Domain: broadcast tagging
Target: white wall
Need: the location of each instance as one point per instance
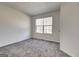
(69, 27)
(55, 35)
(14, 26)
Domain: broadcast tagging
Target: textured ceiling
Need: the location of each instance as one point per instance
(34, 8)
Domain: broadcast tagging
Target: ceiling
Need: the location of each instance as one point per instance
(34, 8)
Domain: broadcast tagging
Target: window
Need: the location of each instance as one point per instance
(44, 25)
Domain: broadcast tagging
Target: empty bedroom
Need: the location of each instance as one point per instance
(39, 29)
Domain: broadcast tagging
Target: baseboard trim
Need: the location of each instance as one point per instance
(46, 40)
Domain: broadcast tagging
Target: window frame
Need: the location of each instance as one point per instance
(44, 25)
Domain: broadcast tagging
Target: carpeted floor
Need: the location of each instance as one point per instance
(32, 48)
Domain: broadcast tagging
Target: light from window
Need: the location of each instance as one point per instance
(44, 25)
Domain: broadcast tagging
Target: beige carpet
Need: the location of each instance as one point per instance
(32, 48)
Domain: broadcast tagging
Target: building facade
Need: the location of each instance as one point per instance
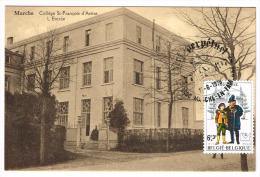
(111, 58)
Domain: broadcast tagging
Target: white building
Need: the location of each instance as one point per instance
(111, 58)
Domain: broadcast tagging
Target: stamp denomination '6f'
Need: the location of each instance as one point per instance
(228, 120)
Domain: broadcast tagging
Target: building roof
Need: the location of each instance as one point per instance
(99, 18)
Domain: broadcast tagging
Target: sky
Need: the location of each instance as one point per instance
(23, 26)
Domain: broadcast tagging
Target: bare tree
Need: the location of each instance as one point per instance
(234, 28)
(44, 64)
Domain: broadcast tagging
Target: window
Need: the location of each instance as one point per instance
(138, 34)
(85, 114)
(108, 70)
(65, 44)
(64, 77)
(138, 111)
(7, 83)
(87, 68)
(158, 77)
(158, 44)
(138, 72)
(185, 116)
(109, 31)
(107, 107)
(158, 114)
(7, 59)
(32, 55)
(87, 37)
(63, 111)
(31, 82)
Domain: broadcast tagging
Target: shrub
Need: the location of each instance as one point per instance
(154, 140)
(22, 131)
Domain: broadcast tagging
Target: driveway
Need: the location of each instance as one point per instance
(180, 161)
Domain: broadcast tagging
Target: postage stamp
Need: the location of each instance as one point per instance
(228, 117)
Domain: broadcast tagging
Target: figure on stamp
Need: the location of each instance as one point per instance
(221, 121)
(234, 112)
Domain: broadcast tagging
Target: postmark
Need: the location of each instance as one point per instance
(228, 118)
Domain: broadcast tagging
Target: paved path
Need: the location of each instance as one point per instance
(180, 161)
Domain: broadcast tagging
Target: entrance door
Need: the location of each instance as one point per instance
(185, 117)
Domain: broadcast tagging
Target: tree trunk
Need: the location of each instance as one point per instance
(42, 138)
(169, 125)
(243, 159)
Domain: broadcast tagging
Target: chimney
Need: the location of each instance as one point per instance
(10, 41)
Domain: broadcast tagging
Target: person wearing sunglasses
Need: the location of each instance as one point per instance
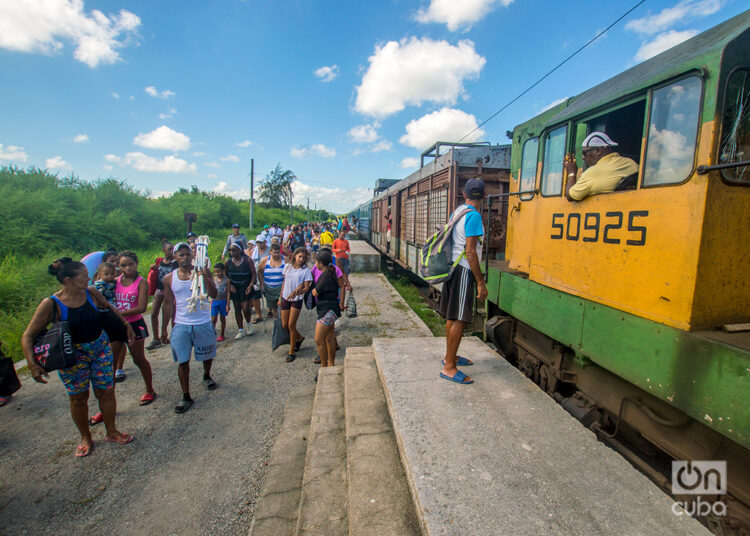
(604, 168)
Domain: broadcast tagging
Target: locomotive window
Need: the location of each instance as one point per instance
(672, 132)
(735, 129)
(554, 152)
(528, 167)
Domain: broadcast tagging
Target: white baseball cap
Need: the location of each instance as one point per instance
(598, 139)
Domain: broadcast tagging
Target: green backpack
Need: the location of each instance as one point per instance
(435, 264)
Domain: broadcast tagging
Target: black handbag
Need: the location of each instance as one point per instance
(53, 347)
(9, 382)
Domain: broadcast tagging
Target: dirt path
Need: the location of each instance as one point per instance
(197, 473)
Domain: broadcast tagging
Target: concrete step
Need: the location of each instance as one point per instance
(380, 502)
(501, 457)
(323, 501)
(278, 505)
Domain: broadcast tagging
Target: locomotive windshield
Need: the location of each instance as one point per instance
(735, 141)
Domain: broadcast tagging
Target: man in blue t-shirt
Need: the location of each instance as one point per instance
(457, 296)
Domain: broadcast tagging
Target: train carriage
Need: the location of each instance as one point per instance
(615, 304)
(415, 207)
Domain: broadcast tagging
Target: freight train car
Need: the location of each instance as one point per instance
(405, 215)
(631, 308)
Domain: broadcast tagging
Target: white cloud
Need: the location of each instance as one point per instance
(364, 133)
(334, 199)
(382, 145)
(56, 162)
(317, 149)
(456, 15)
(44, 26)
(163, 138)
(168, 114)
(143, 162)
(165, 94)
(327, 73)
(410, 163)
(668, 17)
(662, 42)
(553, 104)
(446, 124)
(13, 153)
(413, 71)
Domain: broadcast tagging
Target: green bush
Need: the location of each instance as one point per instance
(46, 217)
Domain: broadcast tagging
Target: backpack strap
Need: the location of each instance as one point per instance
(63, 309)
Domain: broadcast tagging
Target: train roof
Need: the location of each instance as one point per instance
(690, 54)
(492, 156)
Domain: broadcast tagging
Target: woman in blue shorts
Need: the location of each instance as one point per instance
(79, 304)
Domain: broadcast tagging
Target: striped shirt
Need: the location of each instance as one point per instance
(273, 277)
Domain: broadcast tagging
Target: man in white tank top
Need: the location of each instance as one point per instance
(192, 331)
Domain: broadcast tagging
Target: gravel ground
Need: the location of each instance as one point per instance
(197, 473)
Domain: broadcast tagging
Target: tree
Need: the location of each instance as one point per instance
(276, 189)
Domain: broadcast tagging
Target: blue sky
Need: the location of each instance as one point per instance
(174, 93)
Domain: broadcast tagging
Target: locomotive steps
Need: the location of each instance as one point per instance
(414, 454)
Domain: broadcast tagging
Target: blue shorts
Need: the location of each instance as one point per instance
(219, 307)
(200, 338)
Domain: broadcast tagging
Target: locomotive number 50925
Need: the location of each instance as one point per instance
(591, 226)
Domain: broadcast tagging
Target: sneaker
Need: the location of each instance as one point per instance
(154, 344)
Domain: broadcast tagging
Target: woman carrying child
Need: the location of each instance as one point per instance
(94, 359)
(297, 279)
(132, 302)
(330, 293)
(220, 304)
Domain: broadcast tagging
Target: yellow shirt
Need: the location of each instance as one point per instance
(603, 176)
(326, 239)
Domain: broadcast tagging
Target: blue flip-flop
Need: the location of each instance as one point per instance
(458, 378)
(462, 362)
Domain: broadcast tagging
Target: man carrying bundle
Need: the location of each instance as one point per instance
(192, 330)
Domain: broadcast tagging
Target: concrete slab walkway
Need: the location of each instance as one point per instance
(501, 457)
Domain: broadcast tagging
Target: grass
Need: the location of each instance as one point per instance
(24, 283)
(418, 304)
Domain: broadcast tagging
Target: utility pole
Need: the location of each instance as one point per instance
(252, 185)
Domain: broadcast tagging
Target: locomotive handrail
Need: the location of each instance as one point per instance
(702, 170)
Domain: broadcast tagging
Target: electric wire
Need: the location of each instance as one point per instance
(540, 80)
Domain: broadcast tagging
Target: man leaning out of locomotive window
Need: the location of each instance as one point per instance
(457, 296)
(604, 168)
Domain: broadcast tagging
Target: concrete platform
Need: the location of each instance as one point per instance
(501, 457)
(363, 257)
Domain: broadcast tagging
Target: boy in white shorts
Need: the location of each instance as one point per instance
(192, 331)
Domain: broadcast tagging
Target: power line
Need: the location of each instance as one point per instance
(532, 86)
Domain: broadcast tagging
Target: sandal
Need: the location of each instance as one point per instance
(96, 418)
(147, 398)
(183, 406)
(84, 450)
(124, 439)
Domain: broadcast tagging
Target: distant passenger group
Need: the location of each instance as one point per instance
(105, 310)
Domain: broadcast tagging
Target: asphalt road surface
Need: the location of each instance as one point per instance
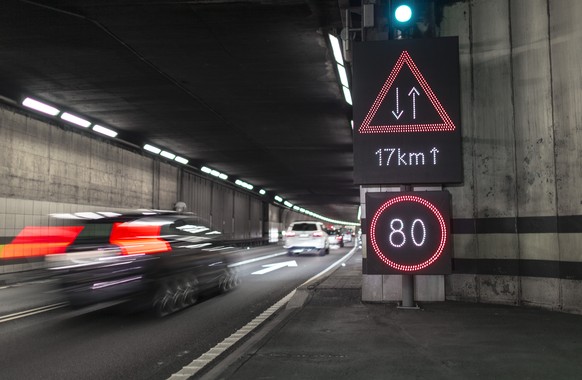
(54, 342)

**Written request:**
Write the entries above out again exactly, but not the pictures.

**Output of the exercise:**
Domain: broadcast tagging
Target: white wall
Need: the location of each instance as one point per instance
(69, 27)
(55, 35)
(14, 26)
Domain: broadcast tagging
Target: textured ceiling
Need: the location of each instance as one point per instance
(34, 8)
Domain: broadcast tagging
Target: ceiling
Need: the location of each instance as one point per instance
(34, 8)
Domain: broadcast tagging
Target: window
Need: the location of each instance as one point per instance
(44, 25)
Domain: broadcast tagging
Target: empty bedroom
Need: the location of each instance as one point per instance
(39, 29)
Domain: broadcast tagging
Target: baseboard trim
Need: the location of each instance as one point per instance
(46, 40)
Domain: broadcast tagging
Target: window frame
Need: the location of each instance as one point per instance
(44, 25)
Domain: broadcast tagging
Target: carpeted floor
Need: the location of each instance as one point per instance
(32, 48)
Domain: broadcast tagging
Target: light from window
Need: the location of each instance as one point per instance
(44, 25)
Domain: broadcast tagging
Target: beige carpet
Need: the location of each instance as one point per instance
(32, 48)
Domain: broadcast tagging
Target: building facade
Need: the location of each instance as one point per instance
(111, 58)
Domain: broadcast tagging
Target: white building
Need: the location of each instance as one point per instance
(111, 58)
Domain: broadcast tagging
Target: stamp denomination '6f'
Need: the location of each instance as one point per instance
(228, 120)
Domain: broadcast tagging
Target: building roof
Need: the location of each instance as one point per instance
(99, 18)
Domain: broadcast tagging
Target: sky
Need: the location of each instance as one point per instance
(23, 26)
Domain: broadcast tagging
Target: bare tree
Need: the location of each instance as one point per instance
(234, 28)
(44, 64)
Domain: broadcast tagging
Target: window
Need: the location of each instance as one point per instance
(138, 34)
(85, 114)
(108, 70)
(65, 44)
(64, 77)
(138, 111)
(7, 83)
(87, 68)
(158, 77)
(158, 44)
(138, 72)
(185, 116)
(109, 31)
(107, 107)
(158, 114)
(7, 59)
(32, 55)
(87, 37)
(63, 111)
(31, 82)
Domain: broadcast tagging
Target: shrub
Need: the location of each instance as one point per instance
(154, 140)
(22, 131)
Domain: broadcast tagging
Target: driveway
Need: the location of each instance as one point per instance
(180, 161)
Domain: broadcast tagging
Target: postage stamp
Need: the location of each instance as one point per instance
(228, 117)
Domain: broadcast tagging
Target: figure on stamp
Need: the location of each instance as one point per instance
(221, 121)
(234, 112)
Domain: broadcast tagging
Target: postmark
Need: the location of each instance as one point per instance
(228, 118)
Domain: broadcast tagging
Target: paved path
Need: the location of each instance as one point per instance
(180, 161)
Domain: broadcast tagging
Target: entrance door
Need: the location of each instance as one point per instance
(185, 117)
Domain: broadcast tagging
Target: tree trunk
Need: the location of each instance as one point per instance
(42, 138)
(169, 125)
(243, 159)
Domain: broadcast tagging
Target: chimney
Need: the location of each instance as one point per instance
(10, 41)
Domain: broadcast tagging
Target: person wearing sunglasses
Need: the location of each instance as one point per instance
(604, 168)
Domain: broadcast tagging
Target: locomotive window
Need: the location of each instance as one point per instance
(672, 132)
(735, 129)
(554, 152)
(528, 167)
Domain: broadcast tagging
Target: white baseball cap
Need: the location of each instance as one point per instance
(598, 139)
Domain: broadcast tagging
Target: green backpack
Need: the location of each instance as one point per instance
(435, 264)
Domain: broadcast tagging
Target: black handbag
Need: the location of each instance as one point per instance
(53, 347)
(9, 382)
Domain: broadcast tagging
Target: dirt path
Need: the location of each instance as one point per instance
(197, 473)
Domain: broadcast tagging
Target: concrete step
Need: the location of each instance as one point per instance
(380, 502)
(501, 457)
(323, 501)
(278, 505)
Domain: broadcast tagging
Target: locomotive windshield
Need: the location of each instance as one point per instance
(735, 141)
Domain: broadcast tagging
Target: man in blue t-shirt
Need: the location of each instance as one point per instance
(457, 296)
Domain: broadcast tagging
Target: train carriage
Need: the location of each instance as one point per instance
(615, 304)
(415, 207)
Domain: broadcast tagging
Target: freight train car
Need: the location of each instance as one point per instance
(405, 215)
(631, 308)
Domain: broadcast tagging
Target: white cloud
Need: the location of each instance as one point per instance
(364, 133)
(334, 199)
(382, 145)
(56, 162)
(317, 149)
(456, 15)
(44, 26)
(163, 138)
(168, 114)
(143, 162)
(165, 94)
(327, 73)
(410, 163)
(668, 17)
(662, 42)
(553, 104)
(446, 124)
(13, 153)
(413, 71)
Domain: broadcast tagging
Target: green bush
Need: the location of each instance as one point per instance
(46, 217)
Domain: broadcast tagging
Target: backpack strap
Need: the location of each instance as one point per instance
(63, 309)
Domain: broadcast tagging
Target: train roof
Need: the location of each instance as one point per instance
(690, 54)
(492, 156)
Domain: broadcast tagging
Target: woman in blue shorts
Need: the location of each instance as one point per instance
(79, 304)
Domain: broadcast tagging
Target: striped shirt
Need: the location of each instance as one point per instance
(273, 277)
Domain: broadcast tagging
Target: man in white tank top
Need: the location of each instance as one point per instance
(192, 331)
Domain: broadcast tagging
Target: gravel ground
Need: the location of each instance as one point per instance
(197, 473)
Domain: broadcast tagging
Target: tree
Need: the location of each instance as one point per instance
(276, 189)
Domain: broadcast tagging
Target: blue sky
Need: the location of each instance as one point per instance
(174, 93)
Domain: broadcast tagging
Target: locomotive steps
Need: the location of each instance as one point per instance
(414, 454)
Domain: broadcast tagging
Target: blue shorts
Need: the location of each instance as one point per instance
(219, 307)
(200, 338)
Domain: broadcast tagging
Target: locomotive number 50925
Need: the location of each instance as one point per instance
(591, 226)
Domain: broadcast tagging
Target: sneaker
Need: the location of each instance as one point per instance
(154, 344)
Domain: broadcast tagging
Target: woman carrying child
Need: the location of each instance as one point per instance
(94, 359)
(297, 279)
(132, 302)
(330, 293)
(220, 304)
Domain: broadcast tagging
Target: yellow shirt
Need: the location of each instance as one point per instance
(603, 176)
(326, 239)
Domain: broadcast tagging
Target: blue flip-flop
Need: the location of each instance as one point per instance
(458, 378)
(462, 362)
Domain: broadcast tagging
Target: man carrying bundle
Need: the location of each instance as one point per instance
(192, 330)
Domain: broadcast tagging
Target: concrete slab walkway
Need: the location of each instance as one point per instance
(501, 457)
Domain: broadcast tagging
Target: grass
Need: the location of each instance as one point per instance
(24, 283)
(418, 304)
Domain: broadcast tagging
Target: utility pole
Need: the location of each instance as one point per instance
(252, 185)
Domain: broadcast tagging
Target: locomotive handrail
Need: the location of each instance as one point per instance
(702, 170)
Domain: broadcast tagging
Target: electric wire
Need: the location of each instance as one point per instance
(540, 80)
Domain: broadcast tagging
Target: man leaning out of locomotive window
Need: the location of each instance as one point per instance
(457, 296)
(604, 168)
Domain: broadcast tagging
Target: concrete platform
Need: the location of each instance as one point per instance
(501, 457)
(363, 257)
Domain: broadcast tagging
Target: boy in white shorts
Need: the location of each instance as one point per instance
(192, 331)
Domain: broadcast tagging
Target: power line
Need: the location of each instance as one point per instance
(532, 86)
Domain: broadcast tagging
Target: sandal
Need: the location of each instance as one point per instance
(96, 418)
(147, 398)
(183, 406)
(84, 450)
(124, 439)
Domain: broadcast tagging
Target: distant passenger group
Need: the location of each instance as one point per instance
(105, 310)
Domain: broadcast tagging
Target: asphalt road surface
Need: the location of each instance as one point per instance
(54, 342)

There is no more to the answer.